## 引文
####################

回憶先前提及的 Ito Integral 有下列重要結果:Ito-integral 為一個隨機過程,且若積分變數 $f \in \mathcal{H}^2$,則隨機積分為一個 Martingale。若 $f \in L_{LOC}^2$,則隨機積分為一個 Local martingale。我們把此結果記做 $(\star)$
現在我們來看看 Ito formula 可以幫助我們判別是否為 Martingale or Local Martingale。
現在考慮 $t \in [0,T]$,回憶雙變數的 Ito formula
\[
\small{
f(t,B_t) = f(0,B_0) + \int_0^t \frac{{\partial f}}{{\partial t}}\left( {s,{B_s}} \right)ds + \int_0^t \frac{{\partial f}}{{\partial x}}\left( {s,{B_s}} \right) dB_s + \frac{1}{2}\int_0^t \frac{{\partial^2 f}}{{\partial x^2}}\left( {s,{B_s}} \right)ds }
\]
現在將上式 $\int ds$ 項合併,可得
\[
\small{ f(t,{B_t}) = f(0,{B_0}) + \int_0^t {\left( {\frac{{\partial f}}{{\partial t}}\left( {s,{B_s}} \right) + \frac{1}{2}\frac{{{\partial ^2}f}}{{\partial {x^2}}}\left( {s,{B_s}} \right)} \right)} ds + \int_0^t {\frac{{\partial f}}{{\partial x}}} \left( {s,{B_s}} \right)d{B_s}}
\]觀察上式,如果 $\int ds$ 項為零,亦即
\[
{\frac{{\partial f}}{{\partial t}}\left( {s,{B_s}} \right) + \frac{1}{2}\frac{{{\partial ^2}f}}{{\partial {x^2}}}\left( {s,{B_s}} \right)}=0
\],則 Ito formula剩餘的最後一項 為 Ito integral ,由我們剛剛提過的 $(\star)$ 可知,此 Ito integral
\[\int_0^t {\frac{{\partial f}}{{\partial x}}} \left( {s,{B_s}} \right)d{B_s}
\]為 Local martingale。 WHY!? 因為Ito formula假設 $f \in \mathcal{C}^{1,2}(\mathbb{R}^+ \times \mathbb{R})$,也就是說 Ito integral 項的積分變數 (對 $f$ 取一階偏導數) 為 ${\frac{{\partial f}}{{\partial x}}\left( {s,{B_s}} \right)} \in \mathcal{C}^1$,又因為 $t \in [0,T]$為compact domain,連續函數必定有界,也就是說積分變數是落在 $L_{LOC}^2$,亦即滿足下式
\[
\int_0^t \left ( {\frac{{\partial f}}{{\partial x}}\left( {s,{B_s}} \right)} \right)^2 ds < \infty
\]
另外,如果 Ito integral的 積分變數 ${\frac{{\partial f}}{{\partial x}}\left( {s,{B_s}} \right)} \in \mathcal{H}^2$,亦即滿足下式
\[
E \left [\int_0^t \left ( {\frac{{\partial f}}{{\partial x}}\left( {s,{B_s}} \right)} \right)^2 ds \right] < \infty
\]
,則我們可得到 Martingale。

####################

## 條目
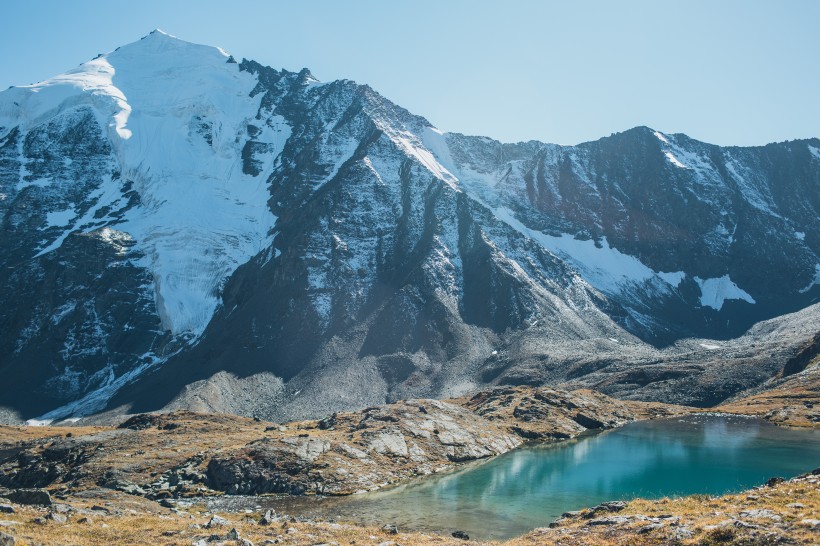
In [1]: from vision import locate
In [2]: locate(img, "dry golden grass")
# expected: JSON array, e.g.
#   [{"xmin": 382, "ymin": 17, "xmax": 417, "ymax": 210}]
[
  {"xmin": 0, "ymin": 470, "xmax": 820, "ymax": 546},
  {"xmin": 715, "ymin": 357, "xmax": 820, "ymax": 427}
]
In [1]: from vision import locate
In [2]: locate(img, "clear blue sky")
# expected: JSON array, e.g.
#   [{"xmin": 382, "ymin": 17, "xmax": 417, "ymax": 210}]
[{"xmin": 0, "ymin": 0, "xmax": 820, "ymax": 145}]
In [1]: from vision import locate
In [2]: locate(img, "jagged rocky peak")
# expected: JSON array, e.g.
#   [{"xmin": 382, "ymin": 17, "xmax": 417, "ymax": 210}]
[{"xmin": 0, "ymin": 30, "xmax": 820, "ymax": 420}]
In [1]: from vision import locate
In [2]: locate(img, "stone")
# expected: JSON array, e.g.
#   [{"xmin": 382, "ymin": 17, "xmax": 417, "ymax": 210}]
[
  {"xmin": 259, "ymin": 510, "xmax": 276, "ymax": 525},
  {"xmin": 587, "ymin": 516, "xmax": 631, "ymax": 526},
  {"xmin": 638, "ymin": 523, "xmax": 663, "ymax": 535},
  {"xmin": 561, "ymin": 510, "xmax": 583, "ymax": 519},
  {"xmin": 205, "ymin": 516, "xmax": 231, "ymax": 529},
  {"xmin": 46, "ymin": 512, "xmax": 68, "ymax": 523},
  {"xmin": 740, "ymin": 509, "xmax": 782, "ymax": 521},
  {"xmin": 675, "ymin": 525, "xmax": 694, "ymax": 540},
  {"xmin": 6, "ymin": 489, "xmax": 51, "ymax": 506}
]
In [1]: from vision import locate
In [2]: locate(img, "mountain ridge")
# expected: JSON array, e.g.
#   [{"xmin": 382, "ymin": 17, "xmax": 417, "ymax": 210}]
[{"xmin": 0, "ymin": 32, "xmax": 820, "ymax": 418}]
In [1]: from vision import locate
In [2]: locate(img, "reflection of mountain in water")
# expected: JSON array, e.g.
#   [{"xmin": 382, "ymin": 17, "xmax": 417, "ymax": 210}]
[{"xmin": 284, "ymin": 415, "xmax": 820, "ymax": 538}]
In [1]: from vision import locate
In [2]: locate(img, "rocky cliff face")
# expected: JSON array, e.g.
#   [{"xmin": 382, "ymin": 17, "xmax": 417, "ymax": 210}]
[{"xmin": 0, "ymin": 31, "xmax": 820, "ymax": 419}]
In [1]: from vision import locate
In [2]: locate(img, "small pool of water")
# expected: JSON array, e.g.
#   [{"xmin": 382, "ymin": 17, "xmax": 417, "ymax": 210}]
[{"xmin": 205, "ymin": 415, "xmax": 820, "ymax": 539}]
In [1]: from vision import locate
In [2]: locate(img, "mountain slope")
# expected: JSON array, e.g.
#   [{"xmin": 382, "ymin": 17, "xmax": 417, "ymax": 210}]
[{"xmin": 0, "ymin": 31, "xmax": 820, "ymax": 419}]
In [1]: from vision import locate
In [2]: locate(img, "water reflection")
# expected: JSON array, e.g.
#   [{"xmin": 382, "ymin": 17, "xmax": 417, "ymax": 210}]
[{"xmin": 224, "ymin": 415, "xmax": 820, "ymax": 538}]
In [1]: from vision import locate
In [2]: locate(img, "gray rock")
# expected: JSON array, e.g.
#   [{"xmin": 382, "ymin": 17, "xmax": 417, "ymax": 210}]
[
  {"xmin": 205, "ymin": 516, "xmax": 231, "ymax": 529},
  {"xmin": 587, "ymin": 516, "xmax": 632, "ymax": 526},
  {"xmin": 259, "ymin": 510, "xmax": 276, "ymax": 525},
  {"xmin": 46, "ymin": 512, "xmax": 68, "ymax": 523},
  {"xmin": 675, "ymin": 525, "xmax": 694, "ymax": 540},
  {"xmin": 638, "ymin": 523, "xmax": 664, "ymax": 535},
  {"xmin": 6, "ymin": 489, "xmax": 51, "ymax": 506}
]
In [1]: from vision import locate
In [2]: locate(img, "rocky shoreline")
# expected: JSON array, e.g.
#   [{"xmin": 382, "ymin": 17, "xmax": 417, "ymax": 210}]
[{"xmin": 0, "ymin": 375, "xmax": 820, "ymax": 546}]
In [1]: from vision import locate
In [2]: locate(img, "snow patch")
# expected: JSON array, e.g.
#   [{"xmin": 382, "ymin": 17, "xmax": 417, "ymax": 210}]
[
  {"xmin": 495, "ymin": 207, "xmax": 686, "ymax": 293},
  {"xmin": 798, "ymin": 264, "xmax": 820, "ymax": 294},
  {"xmin": 45, "ymin": 208, "xmax": 77, "ymax": 228},
  {"xmin": 10, "ymin": 31, "xmax": 291, "ymax": 336},
  {"xmin": 664, "ymin": 152, "xmax": 689, "ymax": 169},
  {"xmin": 695, "ymin": 275, "xmax": 756, "ymax": 311}
]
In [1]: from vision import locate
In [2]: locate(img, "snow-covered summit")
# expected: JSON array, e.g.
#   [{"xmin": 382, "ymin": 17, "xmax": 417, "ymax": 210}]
[{"xmin": 0, "ymin": 30, "xmax": 282, "ymax": 336}]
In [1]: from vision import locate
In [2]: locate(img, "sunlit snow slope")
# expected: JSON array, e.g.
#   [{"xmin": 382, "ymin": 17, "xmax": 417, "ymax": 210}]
[
  {"xmin": 0, "ymin": 30, "xmax": 280, "ymax": 336},
  {"xmin": 0, "ymin": 31, "xmax": 820, "ymax": 421}
]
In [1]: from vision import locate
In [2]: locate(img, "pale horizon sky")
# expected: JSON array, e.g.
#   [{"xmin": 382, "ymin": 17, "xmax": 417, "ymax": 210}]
[{"xmin": 0, "ymin": 0, "xmax": 820, "ymax": 146}]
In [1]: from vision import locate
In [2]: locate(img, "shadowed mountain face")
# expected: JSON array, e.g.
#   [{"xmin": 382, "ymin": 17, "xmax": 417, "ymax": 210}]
[{"xmin": 0, "ymin": 31, "xmax": 820, "ymax": 420}]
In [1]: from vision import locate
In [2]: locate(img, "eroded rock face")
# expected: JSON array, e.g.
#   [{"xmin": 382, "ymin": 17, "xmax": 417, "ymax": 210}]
[
  {"xmin": 0, "ymin": 387, "xmax": 685, "ymax": 500},
  {"xmin": 463, "ymin": 387, "xmax": 676, "ymax": 440},
  {"xmin": 208, "ymin": 400, "xmax": 521, "ymax": 494}
]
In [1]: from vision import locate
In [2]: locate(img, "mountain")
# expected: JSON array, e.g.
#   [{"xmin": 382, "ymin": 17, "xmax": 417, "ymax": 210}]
[{"xmin": 0, "ymin": 31, "xmax": 820, "ymax": 421}]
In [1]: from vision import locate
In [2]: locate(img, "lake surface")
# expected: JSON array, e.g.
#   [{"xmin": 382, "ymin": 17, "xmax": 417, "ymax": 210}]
[{"xmin": 210, "ymin": 415, "xmax": 820, "ymax": 539}]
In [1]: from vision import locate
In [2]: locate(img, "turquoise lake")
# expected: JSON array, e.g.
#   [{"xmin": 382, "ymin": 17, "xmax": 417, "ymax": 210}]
[{"xmin": 229, "ymin": 415, "xmax": 820, "ymax": 539}]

####################

## 作答說明
1/ 請用兩句話概括引文的內容。
2/ 找出條目中所有含有字串「slope」的行,逐行照抄,須區分大小寫。
上面的引文和條目是兩份互不相干的材料。

## 參考答案
1/ 把雙變數 Ito formula 的 ds 項合併後,若 ∂f/∂t + ½∂²f/∂x² = 0,剩下的 Ito integral 項就是 Local martingale。原因是 f 屬於 C^{1,2},積分變數在緊緻區間 [0,T] 上連續且有界,因此落在 L²_LOC;若該積分變數進一步屬於 H²,即其平方積分的期望值有限,則可得到 Martingale。

2/
In [2]: locate(img, "mountain slope")
In [2]: locate(img, "sunlit snow slope")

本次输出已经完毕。